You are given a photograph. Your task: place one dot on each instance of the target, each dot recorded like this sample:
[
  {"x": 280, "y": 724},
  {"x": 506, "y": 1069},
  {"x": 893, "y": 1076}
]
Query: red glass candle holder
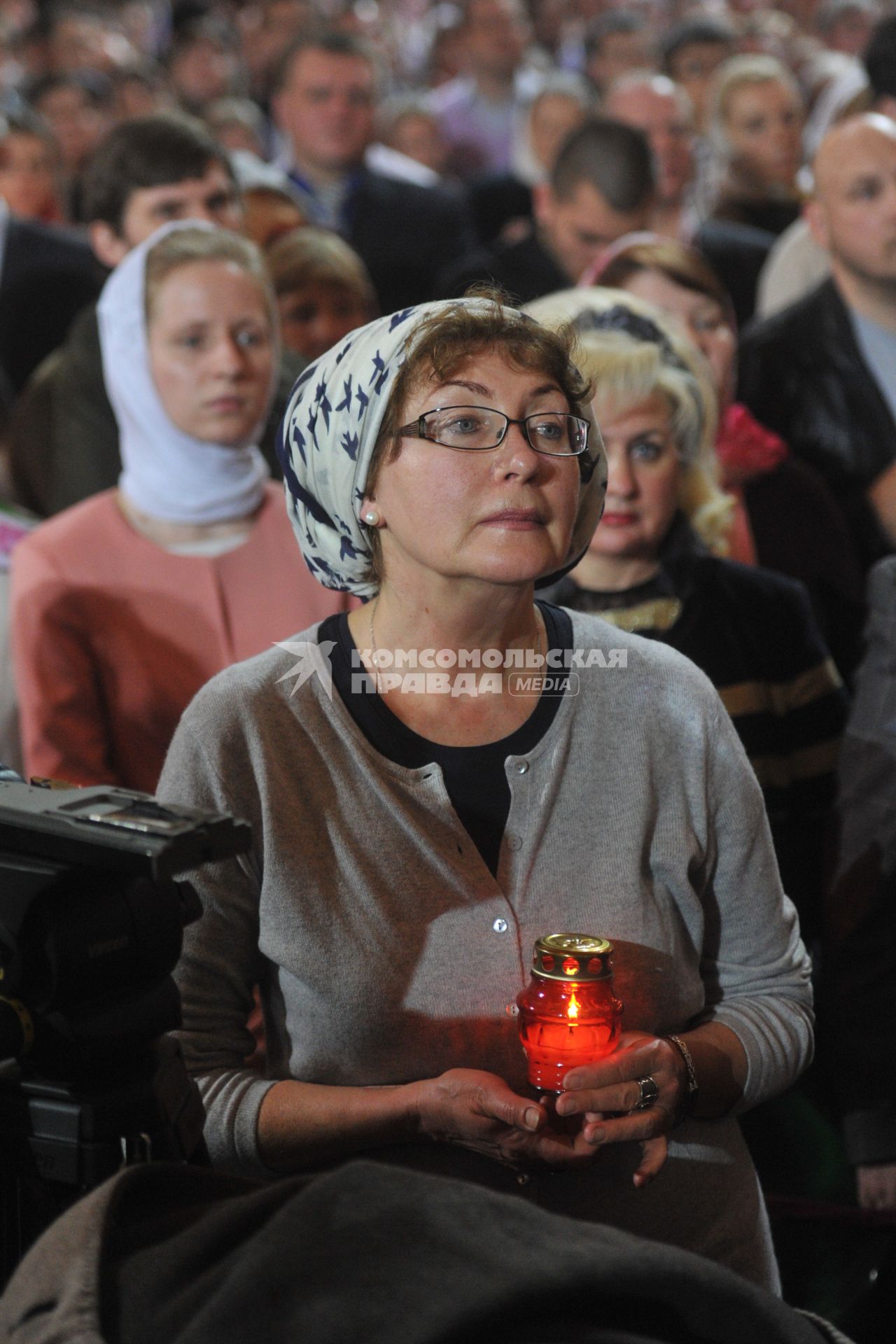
[{"x": 568, "y": 1014}]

===

An exact retyping of the material, minus the pictures, is the required answer.

You are given a photograph. Your task: place one dot on each instance of the target, each dot recorded like this sample:
[
  {"x": 280, "y": 724},
  {"x": 506, "y": 1069},
  {"x": 893, "y": 1076}
]
Query: red glass candle holder
[{"x": 568, "y": 1014}]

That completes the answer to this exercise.